▶ **Provided text**:
* * * *
Personal Finance

Holding Two Fulltime jobs with employer benefits.

  • Last Updated:
  • Aug 2nd, 2019 4:42 pm
[OP]
Member
Dec 28, 2010
322 posts
79 upvotes
Toronto

Holding Two Fulltime jobs with employer benefits.

My spouse works in online education and has had some time to work on other projects.
What would be ramifications of holding two full time jobs - in terms of legal, taxes..
Yes, so there might an offer soon, but the second employer is offering full time only- we tried asking it can be a contractual or hourly rate, but HR is not budging.
Its all flexible schedule - as long work is completed and 4-5 visit /month for weekly Meetings.

Spoke with out basic tax accountant, who mentioned that should have pushed for contract and nothing more. Someone else advised that we should open a corp and then claim expenses etc..

Anyone in such situations, anything to prepare for? At some point we want to buy a house, would mortgage approvals require some more legal work with such arrangement ?
Last edited by Karma2000 on Aug 2nd, 2019 3:11 pm, edited 1 time in total.
* * * *
▶ **To do**:
[A] From the forum post on holding two full-time jobs:
(i) What field does the spouse work in?
(ii) How many visits per month does the second job require for meetings?
(iii) What did the basic tax accountant say they should have done?
[B] Can you duplicate the forum post on holding two full-time jobs, starting with "My spouse works" and going on through "time in total."?
[C] Could you finish out the next part of the forum post on holding two full-time jobs, picking up after its last line?
The listing has nothing to do with the forum post about holding two full-time jobs.

▶ **Provided data**:
* * * *
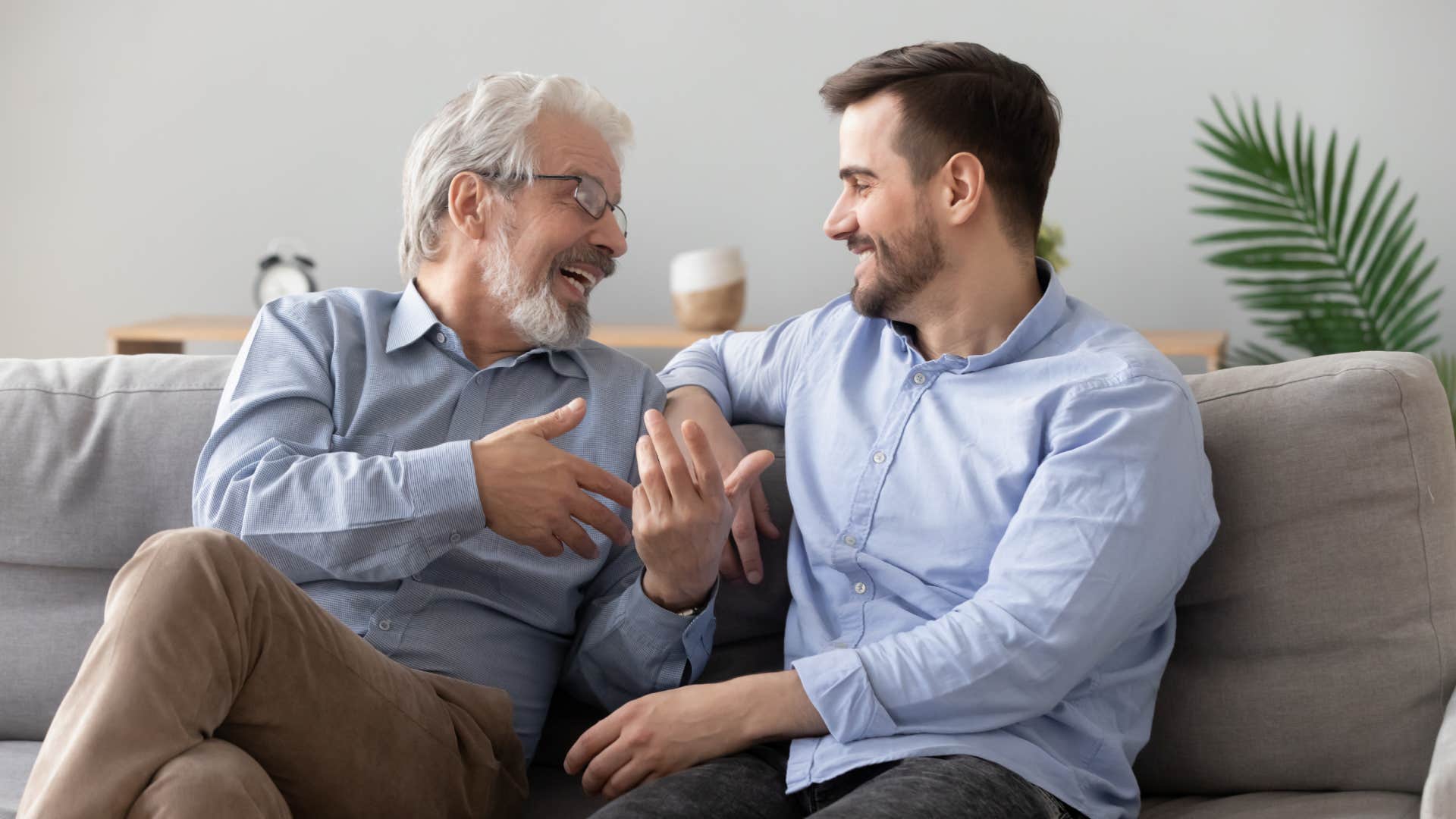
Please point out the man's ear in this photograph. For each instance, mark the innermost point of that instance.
(473, 205)
(965, 187)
* * * *
▶ **Answers given**:
[A]
(i) Online education.
(ii) 4-5 visits per month.
(iii) Pushed for a contract.

[B]
My spouse works in online education and has had some time to work on other projects.
What would be ramifications of holding two full time jobs - in terms of legal, taxes..
Yes, so there might an offer soon, but the second employer is offering full time only- we tried asking it can be a contractual or hourly rate, but HR is not budging.
Its all flexible schedule - as long work is completed and 4-5 visit /month for weekly Meetings.

Spoke with out basic tax accountant, who mentioned that should have pushed for contract and nothing more. Someone else advised that we should open a corp and then claim expenses etc..

Anyone in such situations, anything to prepare for? At some point we want to buy a house, would mortgage approvals require some more legal work with such arrangement ?
Last edited by Karma2000 on Aug 2nd, 2019 3:11 pm, edited 1 time in total.

[C]
5 replies
Deal Addict
Dec 12, 2009
3455 posts
1300 upvotes
Toronto
Legal - you can have as many jobs as you want, unless there are conflict of interest clauses in your employment contracts. (e.g. can't work for the competition, trade secrets etc.)

Mortgage approvals easier with full time employment (T4) than contract (self employed).

Taxes, just fill out your T1 properly & you should be good to go. Some debate over asking them to take extra tax payments off.

Benefits - a tricky one with multiples - you would have to ask the insurance companies. My thoughts are you would run claims through the oldest position first, then the newer one. Even trickier if both spouses have benefits. A PITA for service providers if you want assignment of benefits - suggest you pay bills yourself then have each InsCo pay you.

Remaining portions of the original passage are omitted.